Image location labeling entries
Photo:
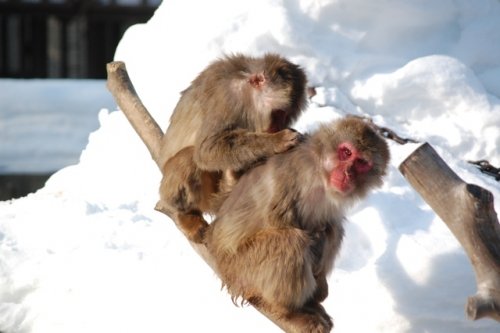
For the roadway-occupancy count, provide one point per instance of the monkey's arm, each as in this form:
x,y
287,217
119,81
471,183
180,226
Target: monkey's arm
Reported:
x,y
238,149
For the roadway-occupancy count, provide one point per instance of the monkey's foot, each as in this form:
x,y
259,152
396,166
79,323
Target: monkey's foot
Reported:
x,y
317,308
193,226
310,322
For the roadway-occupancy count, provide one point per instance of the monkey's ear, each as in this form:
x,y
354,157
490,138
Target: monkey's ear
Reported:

__TASK INSTRUCTIONS__
Extract every line of text from the material above word for word, leaving the pictures out.

__COMPLETE RESPONSE__
Photo:
For the roadway-occupancy count, provide one point per instance of the monkey's arm, each as in this form:
x,y
287,217
119,81
471,183
180,226
Target: monkey's arm
Reported:
x,y
238,149
For the roadway-occupancy count, provide one point per instance of the monkey's foot, each as in this form:
x,y
259,152
396,166
79,323
Target: monkey's foot
Reported:
x,y
317,308
193,226
310,322
For the roadway-occupancy count, provide one point per instance of the monkey's ear, each as in this form:
x,y
354,157
490,138
Target: monkey's ear
Reported:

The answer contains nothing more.